Consignes –
• A. Traduisez en anglais cette phrase de l'extrait sur le parc Kruger : « Le bas Veld s’offre aux regards comme un grand livre d’images. »
• B. Poursuivez l'extrait sur le parc Kruger après sa dernière phrase.

Extrait –
Les réserves privées se multiplient à la lisière et à l’intérieur même du Kruger, le plus ancien et le plus vaste des parcs animaliers, proposant des lodges d’un confort inouï. Les amateurs de safaris pacifiques y découvrent que la préservation de la faune profite aussi aux humains.

L’appel du bush était plus fort que notre désir d’explorer la mégapole sud-africaine. Il a donc fallu quitter Jo’burg, ses townships surpeuplés, ses gratte-ciel insolents, ses banlieues chics aux villas ultrasécurisées, croulant sous les jacarandas. Sous les ailes de l’avion, voici qu’apparaissent Nelspruit, capitale du Mpumalanga et la luxuriante rivière Crocodile. Le bas Veld s’offre aux regards comme un grand livre d’images. En s’aventurant dans les réserves et en approchant les animaux en liberté, on découvre une Afrique telle qu’on l’a toujours rêvée enfant. L’extraordinaire intensité de la lumière, l’eau qui, à la saison des pluies, transforme cette terre craquelée en jardin d’Eden, la migration de milliers d’oiseaux, de mammifères, font que, dans le Parc national Kruger, l’émotion est toujours au rendez-vous.

Données présentées –
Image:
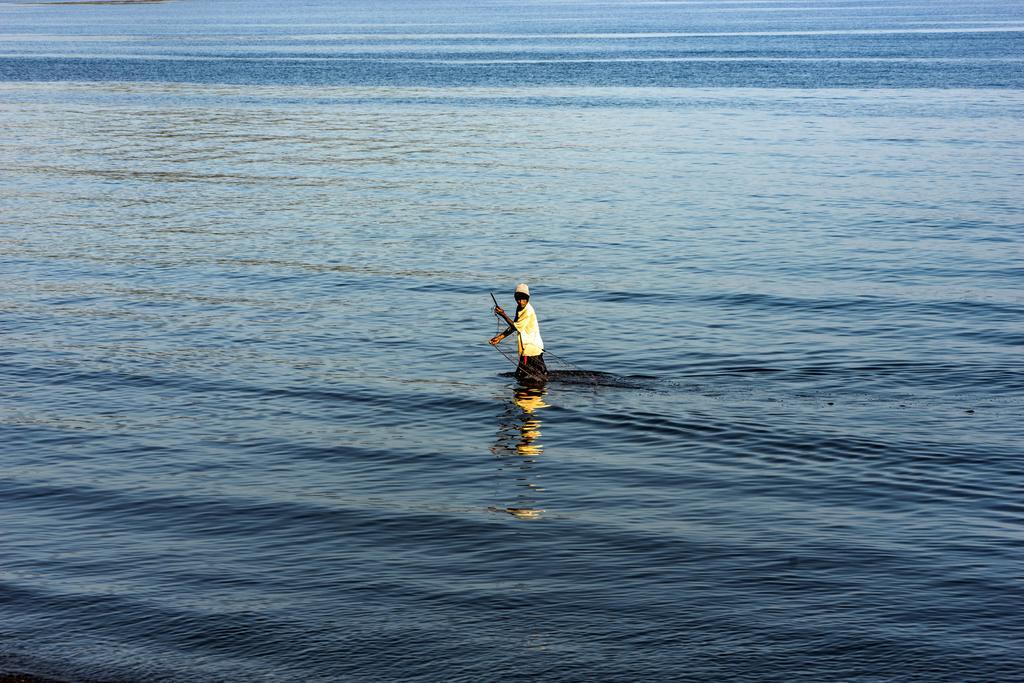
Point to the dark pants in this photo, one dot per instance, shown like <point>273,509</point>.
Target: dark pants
<point>531,369</point>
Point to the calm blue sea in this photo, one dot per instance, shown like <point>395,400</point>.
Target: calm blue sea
<point>251,429</point>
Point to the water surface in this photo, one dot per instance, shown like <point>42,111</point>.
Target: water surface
<point>251,428</point>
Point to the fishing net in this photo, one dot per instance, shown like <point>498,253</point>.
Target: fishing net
<point>558,369</point>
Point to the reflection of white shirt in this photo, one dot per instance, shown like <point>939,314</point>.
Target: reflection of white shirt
<point>529,332</point>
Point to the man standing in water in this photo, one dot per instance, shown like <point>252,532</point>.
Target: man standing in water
<point>531,368</point>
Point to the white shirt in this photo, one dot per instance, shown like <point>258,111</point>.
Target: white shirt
<point>529,332</point>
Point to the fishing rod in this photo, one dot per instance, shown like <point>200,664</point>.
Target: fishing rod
<point>514,361</point>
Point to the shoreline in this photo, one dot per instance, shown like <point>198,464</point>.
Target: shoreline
<point>26,678</point>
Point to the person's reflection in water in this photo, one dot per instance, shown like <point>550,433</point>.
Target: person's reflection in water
<point>517,447</point>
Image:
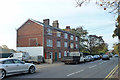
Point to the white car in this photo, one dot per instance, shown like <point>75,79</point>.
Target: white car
<point>10,66</point>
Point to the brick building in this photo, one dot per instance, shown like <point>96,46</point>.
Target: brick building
<point>56,42</point>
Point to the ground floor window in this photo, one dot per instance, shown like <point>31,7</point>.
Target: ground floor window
<point>50,54</point>
<point>59,54</point>
<point>65,53</point>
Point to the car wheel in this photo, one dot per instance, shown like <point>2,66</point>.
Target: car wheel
<point>32,70</point>
<point>2,74</point>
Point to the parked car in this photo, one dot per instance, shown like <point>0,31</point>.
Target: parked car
<point>105,57</point>
<point>91,57</point>
<point>116,55</point>
<point>13,66</point>
<point>87,58</point>
<point>110,55</point>
<point>96,57</point>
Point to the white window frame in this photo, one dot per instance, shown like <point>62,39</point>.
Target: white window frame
<point>65,44</point>
<point>65,35</point>
<point>65,53</point>
<point>49,31</point>
<point>76,38</point>
<point>71,45</point>
<point>51,55</point>
<point>60,54</point>
<point>76,45</point>
<point>71,37</point>
<point>58,34</point>
<point>58,43</point>
<point>49,43</point>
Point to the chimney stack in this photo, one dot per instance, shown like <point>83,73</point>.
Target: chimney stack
<point>67,28</point>
<point>55,24</point>
<point>46,21</point>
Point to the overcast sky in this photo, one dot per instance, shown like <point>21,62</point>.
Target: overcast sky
<point>15,12</point>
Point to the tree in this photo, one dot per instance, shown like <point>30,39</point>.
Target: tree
<point>95,44</point>
<point>103,3</point>
<point>116,48</point>
<point>79,31</point>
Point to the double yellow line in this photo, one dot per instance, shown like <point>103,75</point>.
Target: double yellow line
<point>111,73</point>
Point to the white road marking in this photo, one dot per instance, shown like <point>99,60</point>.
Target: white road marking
<point>101,63</point>
<point>92,66</point>
<point>75,73</point>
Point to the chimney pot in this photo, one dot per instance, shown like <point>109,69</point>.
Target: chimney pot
<point>67,28</point>
<point>46,21</point>
<point>55,24</point>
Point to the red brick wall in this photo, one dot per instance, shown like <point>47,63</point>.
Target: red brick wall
<point>55,48</point>
<point>27,31</point>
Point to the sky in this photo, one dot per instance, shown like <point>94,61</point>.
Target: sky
<point>91,16</point>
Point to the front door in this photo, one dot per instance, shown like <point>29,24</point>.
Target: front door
<point>55,56</point>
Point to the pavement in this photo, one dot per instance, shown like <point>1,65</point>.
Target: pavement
<point>95,69</point>
<point>116,74</point>
<point>47,65</point>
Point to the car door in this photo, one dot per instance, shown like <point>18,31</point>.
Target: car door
<point>9,66</point>
<point>21,66</point>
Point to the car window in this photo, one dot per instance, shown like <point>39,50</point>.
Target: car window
<point>17,61</point>
<point>8,62</point>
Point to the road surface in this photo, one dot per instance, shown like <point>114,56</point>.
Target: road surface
<point>94,69</point>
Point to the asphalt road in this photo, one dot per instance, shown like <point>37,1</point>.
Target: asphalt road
<point>95,69</point>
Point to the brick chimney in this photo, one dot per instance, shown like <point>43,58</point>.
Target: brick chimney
<point>46,21</point>
<point>67,28</point>
<point>55,24</point>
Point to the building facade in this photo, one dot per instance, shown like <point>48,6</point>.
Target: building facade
<point>55,41</point>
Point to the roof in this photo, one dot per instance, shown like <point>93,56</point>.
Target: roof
<point>58,29</point>
<point>2,59</point>
<point>40,23</point>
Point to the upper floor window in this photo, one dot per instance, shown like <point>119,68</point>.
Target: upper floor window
<point>76,38</point>
<point>60,54</point>
<point>71,37</point>
<point>76,45</point>
<point>58,44</point>
<point>65,53</point>
<point>49,43</point>
<point>58,34</point>
<point>71,45</point>
<point>49,31</point>
<point>65,44</point>
<point>33,42</point>
<point>65,35</point>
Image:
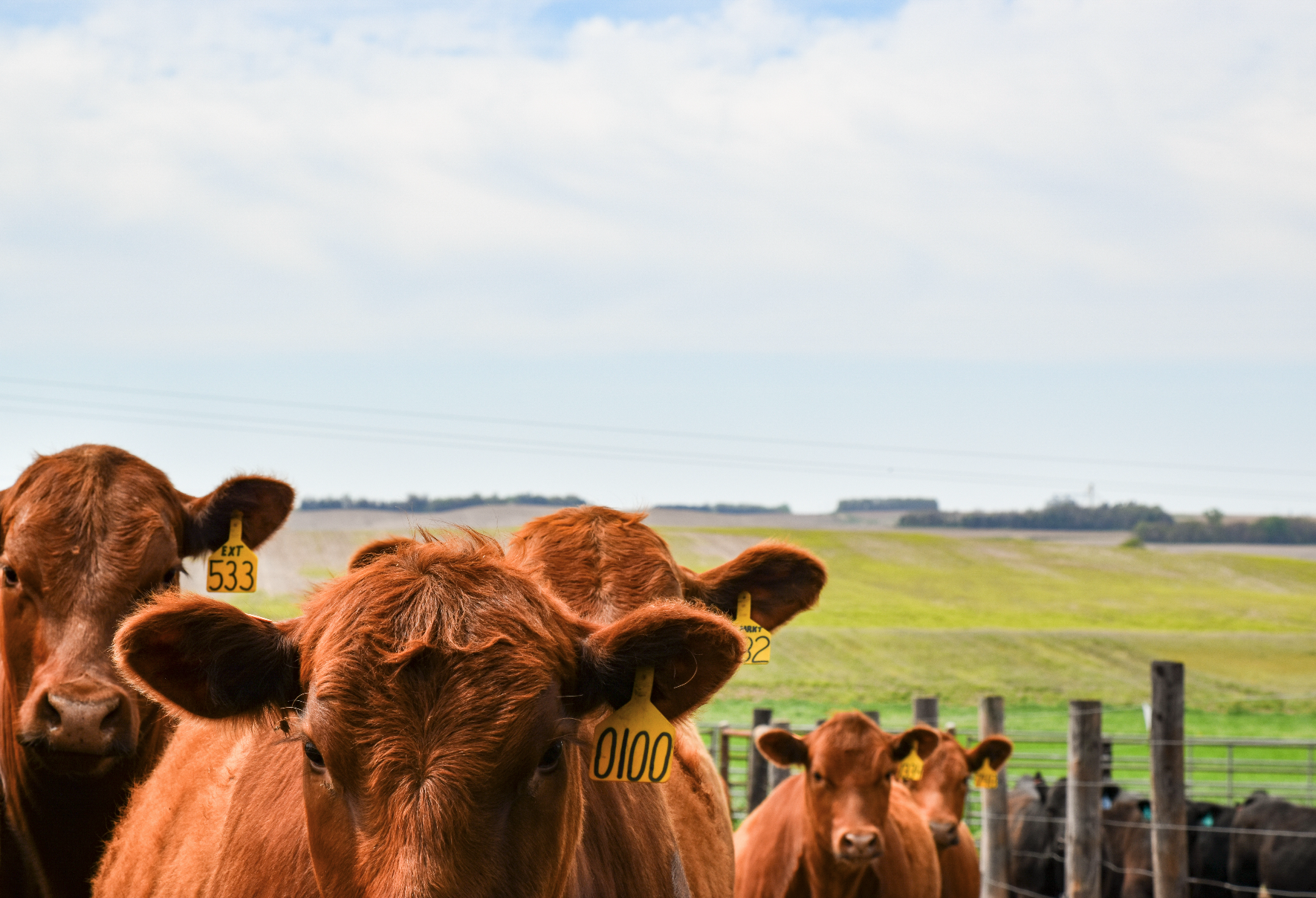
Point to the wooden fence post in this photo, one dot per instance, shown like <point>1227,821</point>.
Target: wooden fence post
<point>757,775</point>
<point>1169,811</point>
<point>925,710</point>
<point>776,775</point>
<point>1083,811</point>
<point>994,862</point>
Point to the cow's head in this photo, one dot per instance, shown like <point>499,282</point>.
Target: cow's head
<point>440,703</point>
<point>606,563</point>
<point>849,764</point>
<point>944,786</point>
<point>86,536</point>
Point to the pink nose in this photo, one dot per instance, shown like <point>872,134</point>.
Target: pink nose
<point>860,844</point>
<point>86,720</point>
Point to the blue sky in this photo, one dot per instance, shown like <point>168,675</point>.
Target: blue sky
<point>1056,244</point>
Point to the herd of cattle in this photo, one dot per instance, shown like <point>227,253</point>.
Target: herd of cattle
<point>424,727</point>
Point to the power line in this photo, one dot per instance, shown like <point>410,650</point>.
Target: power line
<point>398,436</point>
<point>686,435</point>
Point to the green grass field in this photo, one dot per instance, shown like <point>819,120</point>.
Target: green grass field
<point>1039,623</point>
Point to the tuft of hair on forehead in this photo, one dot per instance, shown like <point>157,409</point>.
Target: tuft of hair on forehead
<point>454,595</point>
<point>850,732</point>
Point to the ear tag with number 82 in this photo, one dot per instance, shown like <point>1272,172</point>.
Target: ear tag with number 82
<point>635,744</point>
<point>985,777</point>
<point>758,648</point>
<point>232,566</point>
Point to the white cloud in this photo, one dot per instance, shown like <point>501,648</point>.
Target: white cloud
<point>961,179</point>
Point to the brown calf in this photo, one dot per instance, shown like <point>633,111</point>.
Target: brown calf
<point>606,563</point>
<point>844,827</point>
<point>940,795</point>
<point>86,535</point>
<point>440,708</point>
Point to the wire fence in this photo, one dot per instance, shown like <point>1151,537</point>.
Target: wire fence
<point>1218,771</point>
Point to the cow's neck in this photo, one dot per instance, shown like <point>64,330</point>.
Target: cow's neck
<point>829,879</point>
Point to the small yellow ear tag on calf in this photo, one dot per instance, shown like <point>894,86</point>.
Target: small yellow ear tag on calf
<point>635,744</point>
<point>911,768</point>
<point>232,566</point>
<point>758,642</point>
<point>985,777</point>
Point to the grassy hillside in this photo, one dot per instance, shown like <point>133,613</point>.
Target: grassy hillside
<point>1040,623</point>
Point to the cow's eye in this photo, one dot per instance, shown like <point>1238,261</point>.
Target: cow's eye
<point>551,758</point>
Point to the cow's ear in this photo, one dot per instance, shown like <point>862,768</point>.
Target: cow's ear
<point>265,505</point>
<point>782,581</point>
<point>378,549</point>
<point>994,749</point>
<point>210,659</point>
<point>782,747</point>
<point>691,650</point>
<point>921,739</point>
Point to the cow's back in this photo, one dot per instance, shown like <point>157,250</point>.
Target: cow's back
<point>959,875</point>
<point>770,846</point>
<point>216,829</point>
<point>908,868</point>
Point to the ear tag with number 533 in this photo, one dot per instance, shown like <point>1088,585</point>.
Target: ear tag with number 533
<point>758,642</point>
<point>635,744</point>
<point>232,566</point>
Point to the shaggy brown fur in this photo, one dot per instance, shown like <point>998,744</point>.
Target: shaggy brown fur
<point>843,829</point>
<point>86,535</point>
<point>940,797</point>
<point>606,563</point>
<point>438,722</point>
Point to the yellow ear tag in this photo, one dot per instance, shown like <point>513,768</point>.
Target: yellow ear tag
<point>911,768</point>
<point>636,742</point>
<point>758,642</point>
<point>232,566</point>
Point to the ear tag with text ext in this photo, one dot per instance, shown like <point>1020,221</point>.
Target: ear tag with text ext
<point>232,566</point>
<point>911,768</point>
<point>635,744</point>
<point>758,648</point>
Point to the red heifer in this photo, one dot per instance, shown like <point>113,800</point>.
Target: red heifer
<point>604,563</point>
<point>940,797</point>
<point>86,535</point>
<point>844,829</point>
<point>440,708</point>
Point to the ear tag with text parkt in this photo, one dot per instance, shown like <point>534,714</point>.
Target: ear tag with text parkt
<point>985,777</point>
<point>758,648</point>
<point>911,768</point>
<point>232,566</point>
<point>635,744</point>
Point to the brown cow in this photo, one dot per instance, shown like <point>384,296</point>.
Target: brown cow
<point>86,535</point>
<point>843,827</point>
<point>940,795</point>
<point>604,563</point>
<point>440,706</point>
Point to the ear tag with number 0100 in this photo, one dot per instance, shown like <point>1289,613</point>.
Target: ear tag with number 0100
<point>985,777</point>
<point>758,642</point>
<point>911,768</point>
<point>635,744</point>
<point>232,566</point>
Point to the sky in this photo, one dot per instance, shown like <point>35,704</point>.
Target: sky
<point>678,252</point>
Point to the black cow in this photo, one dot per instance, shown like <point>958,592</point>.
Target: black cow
<point>1037,835</point>
<point>1273,862</point>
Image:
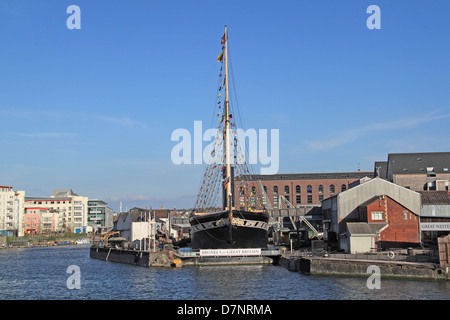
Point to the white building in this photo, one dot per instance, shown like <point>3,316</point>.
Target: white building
<point>11,211</point>
<point>70,208</point>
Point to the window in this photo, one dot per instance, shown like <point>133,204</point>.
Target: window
<point>377,215</point>
<point>405,215</point>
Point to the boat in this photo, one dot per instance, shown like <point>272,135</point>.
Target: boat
<point>83,241</point>
<point>228,225</point>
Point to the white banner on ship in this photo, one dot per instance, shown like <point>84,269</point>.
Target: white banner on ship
<point>229,252</point>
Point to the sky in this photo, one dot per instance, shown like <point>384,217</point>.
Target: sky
<point>93,109</point>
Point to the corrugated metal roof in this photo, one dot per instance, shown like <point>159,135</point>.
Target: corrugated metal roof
<point>360,228</point>
<point>414,163</point>
<point>435,197</point>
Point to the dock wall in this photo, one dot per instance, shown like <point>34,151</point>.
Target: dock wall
<point>332,266</point>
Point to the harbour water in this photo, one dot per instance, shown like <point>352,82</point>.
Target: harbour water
<point>41,274</point>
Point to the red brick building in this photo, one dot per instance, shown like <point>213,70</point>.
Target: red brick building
<point>399,227</point>
<point>299,188</point>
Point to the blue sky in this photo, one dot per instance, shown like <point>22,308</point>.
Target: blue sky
<point>93,109</point>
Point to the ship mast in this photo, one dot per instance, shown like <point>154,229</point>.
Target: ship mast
<point>227,130</point>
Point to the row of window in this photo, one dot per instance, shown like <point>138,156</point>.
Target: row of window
<point>320,189</point>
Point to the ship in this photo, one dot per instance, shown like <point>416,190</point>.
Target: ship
<point>228,225</point>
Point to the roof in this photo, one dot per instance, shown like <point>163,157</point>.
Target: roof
<point>435,197</point>
<point>364,228</point>
<point>413,163</point>
<point>309,176</point>
<point>352,198</point>
<point>380,169</point>
<point>159,213</point>
<point>60,193</point>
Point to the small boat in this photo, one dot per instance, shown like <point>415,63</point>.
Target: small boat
<point>83,241</point>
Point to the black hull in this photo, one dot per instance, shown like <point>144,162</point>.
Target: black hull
<point>223,235</point>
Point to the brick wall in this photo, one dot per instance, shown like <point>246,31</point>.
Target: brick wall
<point>403,225</point>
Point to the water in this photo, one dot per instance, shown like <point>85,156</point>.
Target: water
<point>41,273</point>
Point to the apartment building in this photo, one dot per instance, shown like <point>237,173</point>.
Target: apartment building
<point>70,209</point>
<point>11,211</point>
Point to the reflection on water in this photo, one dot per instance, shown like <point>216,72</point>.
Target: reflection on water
<point>40,273</point>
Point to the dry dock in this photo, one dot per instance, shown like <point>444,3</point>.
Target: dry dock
<point>176,258</point>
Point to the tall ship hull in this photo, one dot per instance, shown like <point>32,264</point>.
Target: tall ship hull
<point>246,229</point>
<point>228,228</point>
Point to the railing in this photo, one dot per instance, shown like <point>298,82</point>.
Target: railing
<point>396,255</point>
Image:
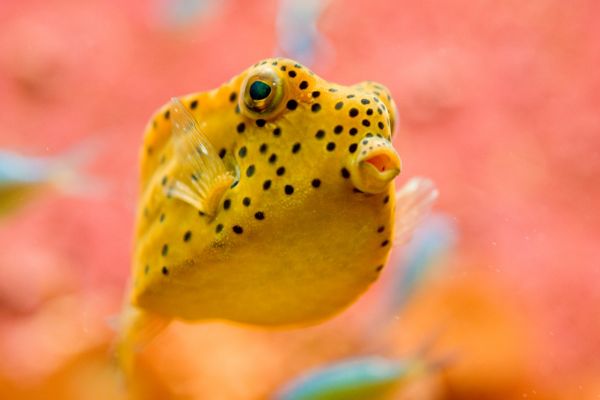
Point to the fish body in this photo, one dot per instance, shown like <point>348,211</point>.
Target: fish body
<point>361,378</point>
<point>292,239</point>
<point>268,201</point>
<point>22,177</point>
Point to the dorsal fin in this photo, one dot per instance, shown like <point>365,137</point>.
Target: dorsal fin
<point>201,178</point>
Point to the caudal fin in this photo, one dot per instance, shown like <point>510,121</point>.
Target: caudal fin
<point>137,328</point>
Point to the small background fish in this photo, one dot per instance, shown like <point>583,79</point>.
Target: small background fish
<point>22,177</point>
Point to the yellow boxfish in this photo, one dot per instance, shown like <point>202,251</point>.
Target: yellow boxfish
<point>268,201</point>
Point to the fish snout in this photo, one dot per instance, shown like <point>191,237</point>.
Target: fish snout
<point>375,165</point>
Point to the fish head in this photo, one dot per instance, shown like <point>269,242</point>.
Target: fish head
<point>347,129</point>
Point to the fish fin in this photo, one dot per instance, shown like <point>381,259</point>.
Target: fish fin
<point>413,202</point>
<point>202,177</point>
<point>136,329</point>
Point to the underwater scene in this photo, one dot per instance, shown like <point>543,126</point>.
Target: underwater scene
<point>299,200</point>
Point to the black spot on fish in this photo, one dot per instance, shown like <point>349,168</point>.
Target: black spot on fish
<point>292,104</point>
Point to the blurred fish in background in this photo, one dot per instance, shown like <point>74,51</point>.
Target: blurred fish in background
<point>359,378</point>
<point>298,35</point>
<point>432,240</point>
<point>23,177</point>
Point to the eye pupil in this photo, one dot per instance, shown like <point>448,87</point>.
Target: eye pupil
<point>259,90</point>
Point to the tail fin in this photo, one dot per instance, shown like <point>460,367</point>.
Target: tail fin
<point>136,329</point>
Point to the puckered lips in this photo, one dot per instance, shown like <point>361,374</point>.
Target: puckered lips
<point>375,165</point>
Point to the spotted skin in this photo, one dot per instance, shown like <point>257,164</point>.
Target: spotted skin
<point>293,241</point>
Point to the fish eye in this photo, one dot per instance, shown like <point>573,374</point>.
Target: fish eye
<point>259,90</point>
<point>263,91</point>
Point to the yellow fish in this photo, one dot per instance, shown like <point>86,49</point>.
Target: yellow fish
<point>267,201</point>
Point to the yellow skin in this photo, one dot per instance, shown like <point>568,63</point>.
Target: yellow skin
<point>281,257</point>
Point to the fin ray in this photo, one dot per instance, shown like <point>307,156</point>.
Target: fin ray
<point>413,202</point>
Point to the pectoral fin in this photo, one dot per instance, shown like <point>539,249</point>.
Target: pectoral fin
<point>413,202</point>
<point>201,177</point>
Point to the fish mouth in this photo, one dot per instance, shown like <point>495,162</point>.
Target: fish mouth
<point>376,165</point>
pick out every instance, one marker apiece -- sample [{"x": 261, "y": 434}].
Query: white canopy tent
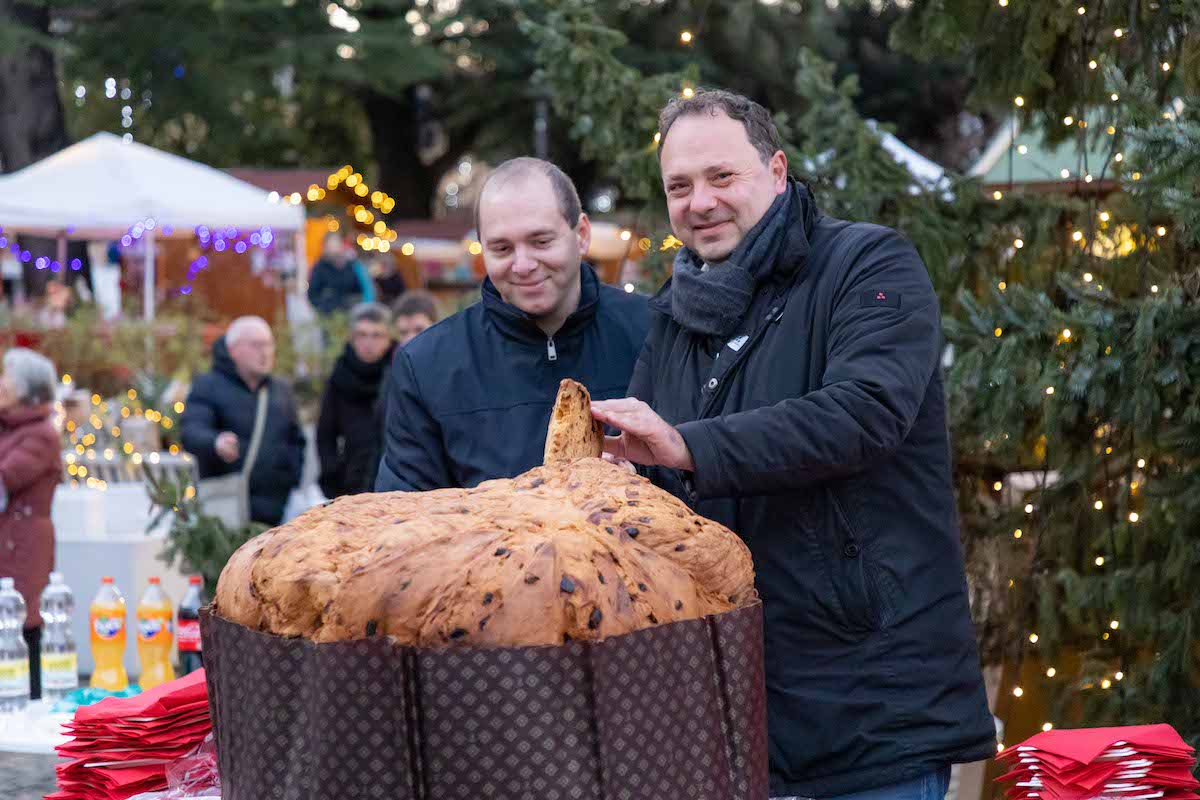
[{"x": 102, "y": 186}]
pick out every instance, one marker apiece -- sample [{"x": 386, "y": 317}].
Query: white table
[{"x": 103, "y": 533}]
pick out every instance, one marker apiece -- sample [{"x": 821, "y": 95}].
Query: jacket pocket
[{"x": 852, "y": 573}]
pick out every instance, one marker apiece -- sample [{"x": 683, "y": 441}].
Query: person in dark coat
[
  {"x": 790, "y": 389},
  {"x": 469, "y": 400},
  {"x": 339, "y": 281},
  {"x": 219, "y": 419},
  {"x": 351, "y": 423},
  {"x": 30, "y": 470}
]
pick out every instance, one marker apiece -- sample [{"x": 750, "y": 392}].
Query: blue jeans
[{"x": 930, "y": 786}]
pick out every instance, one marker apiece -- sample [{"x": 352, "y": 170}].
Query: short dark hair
[
  {"x": 370, "y": 312},
  {"x": 755, "y": 119},
  {"x": 415, "y": 301},
  {"x": 564, "y": 187}
]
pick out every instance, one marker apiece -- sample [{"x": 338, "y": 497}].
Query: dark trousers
[{"x": 34, "y": 639}]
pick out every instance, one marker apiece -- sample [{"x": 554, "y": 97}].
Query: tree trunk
[{"x": 31, "y": 120}]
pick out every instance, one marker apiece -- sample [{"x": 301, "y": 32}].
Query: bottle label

Corrigé –
• A. The Lowveld opens up before one's eyes like a great picture book.

• B.
En 1898, Paul Kruger, le dernier président de la République du Transvaal, effrayé par les massacres d’une chasse incontrôlée, décide d’offrir un refuge, un sanctuaire, aux populations animales. Ce sera Sabie Sand, agrandie et rebaptisée depuis. Adossé à la frontière mozambicaine dans sa partie orientale, jouxtant, à son extrémité septentrionale, le Zimbabwe, le Kruger, ce géant mythique, s’étend sur deux millions d’hectares et abrite à lui seul plus d’espèces qu’aucun autre parc du continent. On roule de Skuluza, au sud, à Punda Maria, au nord, d’Orpen, à l’ouest, à Olifants, à l’est, émerveillée par la fuite gracieuse d’un troupeau d’impalas, la familiarité de babouins trop humains, la languissante démarche d’une girafe traversant la piste. Le paysage se teinte d’émeraude, d’ocre, de sépia. Aux saules rouges succèdent les acacias, l’herbe à buffle et les mopanes, ces arbres aux feuilles en forme d’ailes de papillon dont raffolent les éléphants.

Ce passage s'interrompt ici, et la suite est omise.